# Exercise details
Will you output the entries below exactly, skipping every image they contain?

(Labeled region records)

+ + + + +

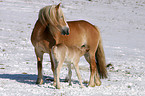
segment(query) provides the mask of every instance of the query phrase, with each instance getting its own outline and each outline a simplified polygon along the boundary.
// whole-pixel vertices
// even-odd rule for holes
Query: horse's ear
[[[55,7],[55,8],[56,8],[56,9],[59,9],[59,7],[60,7],[60,4],[61,4],[61,3],[59,3],[58,5],[56,5],[56,7]]]

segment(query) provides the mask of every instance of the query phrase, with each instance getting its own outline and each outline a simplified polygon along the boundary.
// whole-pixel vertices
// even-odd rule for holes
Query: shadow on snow
[[[36,84],[37,75],[35,74],[0,74],[2,79],[16,80],[20,83]],[[50,76],[43,76],[44,83],[53,83],[54,78]],[[68,82],[66,79],[60,79],[60,82]],[[73,84],[78,84],[78,80],[72,80]]]

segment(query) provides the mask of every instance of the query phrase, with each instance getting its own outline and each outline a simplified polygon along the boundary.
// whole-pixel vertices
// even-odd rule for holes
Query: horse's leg
[[[43,52],[35,49],[35,54],[37,57],[37,70],[38,70],[38,77],[36,84],[42,84],[43,83],[43,75],[42,75],[42,60],[43,60]]]
[[[97,71],[95,55],[93,55],[92,53],[89,52],[89,53],[85,54],[84,56],[85,56],[85,59],[87,60],[87,62],[90,64],[91,76],[90,76],[89,86],[94,87],[95,84],[97,86],[100,86],[101,81],[100,81],[99,74]],[[97,76],[96,76],[96,74],[97,74]]]
[[[54,73],[55,67],[54,67],[54,62],[53,62],[53,59],[52,59],[51,51],[49,51],[49,57],[50,57],[50,61],[51,61],[51,70],[53,72],[53,77],[56,78],[55,73]],[[56,85],[56,79],[54,79],[54,83],[53,84]]]
[[[56,68],[55,68],[56,88],[57,88],[57,89],[60,89],[60,80],[59,80],[59,76],[60,76],[60,70],[61,70],[62,64],[63,64],[63,62],[60,61],[60,62],[58,63],[58,65],[56,66]]]
[[[67,64],[67,66],[68,66],[69,85],[72,85],[71,84],[71,76],[72,76],[71,63]]]
[[[78,76],[79,82],[80,82],[80,84],[81,84],[81,87],[83,88],[84,85],[82,84],[82,78],[81,78],[81,75],[80,75],[78,62],[79,62],[79,60],[76,60],[76,61],[74,62],[74,67],[75,67],[76,74],[77,74],[77,76]]]

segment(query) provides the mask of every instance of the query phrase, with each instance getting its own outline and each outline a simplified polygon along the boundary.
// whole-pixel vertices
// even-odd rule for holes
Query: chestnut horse
[[[39,18],[32,32],[31,42],[37,57],[37,84],[43,83],[42,60],[44,53],[49,53],[50,55],[51,69],[55,78],[51,48],[60,43],[70,47],[81,47],[82,45],[89,47],[89,52],[84,55],[90,64],[89,86],[99,86],[101,85],[100,78],[107,78],[100,31],[87,21],[66,22],[60,4],[46,6],[39,11]],[[54,82],[56,81],[54,80]]]

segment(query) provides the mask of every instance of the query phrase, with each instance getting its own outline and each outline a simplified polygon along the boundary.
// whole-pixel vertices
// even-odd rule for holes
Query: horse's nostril
[[[62,35],[69,35],[69,28],[68,27],[64,27],[61,31]]]

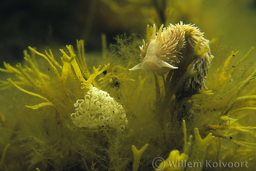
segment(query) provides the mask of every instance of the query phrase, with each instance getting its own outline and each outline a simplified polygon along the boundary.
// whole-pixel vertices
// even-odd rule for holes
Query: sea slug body
[[[214,56],[210,53],[209,41],[194,25],[184,24],[182,21],[165,28],[162,25],[157,35],[154,24],[148,42],[146,44],[143,40],[143,45],[140,47],[141,63],[129,70],[155,71],[157,75],[163,75],[173,69],[187,68],[189,63],[192,65],[191,72],[197,72],[189,81],[192,84],[191,87],[206,87],[204,80]],[[203,53],[200,53],[203,50]],[[195,57],[192,56],[195,54]]]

+ + + + +

# Task result
segment(query) provides the mask of every instance of the query phrase, with each instance getting its own outline and each outline a simplified polygon along the boundary.
// whole-pixel vertices
// even-odd rule for holes
Query: horse's ear
[[[55,7],[55,8],[56,8],[56,9],[59,9],[59,7],[60,7],[60,4],[61,4],[61,3],[59,3],[58,5],[56,5],[56,7]]]

segment(query) provides the mask of every instance of the query phrase, with each instance getting its own outline and each outline a simplified polygon along the boundary.
// whole-pixel vertices
// even-odd rule for holes
Query: shadow on snow
[[[36,84],[37,75],[35,74],[0,74],[2,79],[16,80],[20,83]],[[50,76],[43,76],[44,83],[53,83],[54,78]],[[68,82],[66,79],[60,79],[60,82]],[[73,84],[78,84],[78,80],[72,80]]]

segment(query) provides the mask of every instance of the query phrase, with each instance getting its own outline and each outline a simplified polygon along the boundary.
// whole-pixel vertices
// even-odd rule for holes
Query: horse's leg
[[[43,52],[35,49],[35,54],[37,57],[37,70],[38,70],[38,77],[36,84],[42,84],[43,83],[43,75],[42,75],[42,60],[43,60]]]
[[[97,71],[95,55],[93,55],[92,53],[89,52],[89,53],[85,54],[84,56],[85,56],[85,59],[87,60],[87,62],[90,64],[91,76],[90,76],[89,86],[94,87],[95,84],[97,86],[100,86],[101,81],[100,81],[99,74]],[[97,76],[96,76],[96,74],[97,74]]]
[[[54,73],[55,67],[54,67],[54,62],[53,62],[53,59],[52,59],[51,51],[49,51],[49,57],[50,57],[50,61],[51,61],[51,70],[53,72],[53,77],[56,78],[55,73]],[[56,85],[56,79],[54,79],[54,83],[53,84]]]
[[[56,68],[55,68],[56,88],[57,88],[57,89],[60,89],[60,80],[59,80],[59,76],[60,76],[60,70],[61,70],[62,64],[63,64],[63,62],[60,61],[60,62],[58,63],[58,65],[56,66]]]
[[[67,64],[67,66],[68,66],[69,85],[72,85],[71,84],[71,76],[72,76],[71,63]]]
[[[78,76],[79,82],[80,82],[80,84],[81,84],[81,87],[83,88],[84,85],[82,84],[82,78],[81,78],[81,75],[80,75],[78,62],[79,62],[79,60],[76,60],[76,61],[74,62],[74,67],[75,67],[76,74],[77,74],[77,76]]]

segment(query) provides the mask of every instance of the query phrase, with each instance getting its own outline and each outline a simplified polygon along the boundary.
// whole-pixel vertices
// even-odd rule for holes
Query: chestnut horse
[[[39,18],[32,32],[31,42],[37,57],[37,84],[43,83],[42,60],[44,53],[49,53],[50,55],[51,69],[55,78],[51,48],[60,43],[70,47],[81,47],[82,45],[89,47],[89,52],[84,55],[90,64],[89,86],[99,86],[101,85],[100,78],[107,78],[100,31],[87,21],[66,22],[60,4],[46,6],[39,11]],[[54,82],[56,81],[54,80]]]

segment(query) provides the mask of every instance of the query phrase, with each instance getting its own outline and each outline a simplified polygon along the boundary.
// whole-pixel vertices
// even-odd rule for holes
Query: horse's nostril
[[[62,35],[69,35],[69,28],[68,27],[64,27],[61,31]]]

segment(query) provides the mask of every instance of the query phrase, with each instance getting its own outline and each outline a simplified polygon along the boundary.
// whole-pixel vertices
// even-odd rule for holes
Query: sea slug body
[[[214,56],[210,53],[209,41],[194,25],[184,24],[182,21],[165,28],[162,25],[157,35],[154,24],[148,42],[146,44],[143,40],[143,45],[140,47],[141,63],[129,70],[155,71],[157,75],[163,75],[173,69],[187,68],[189,63],[192,65],[191,72],[197,72],[189,81],[192,84],[191,87],[206,87],[204,80]],[[203,53],[200,53],[203,50]],[[195,57],[192,56],[195,54]]]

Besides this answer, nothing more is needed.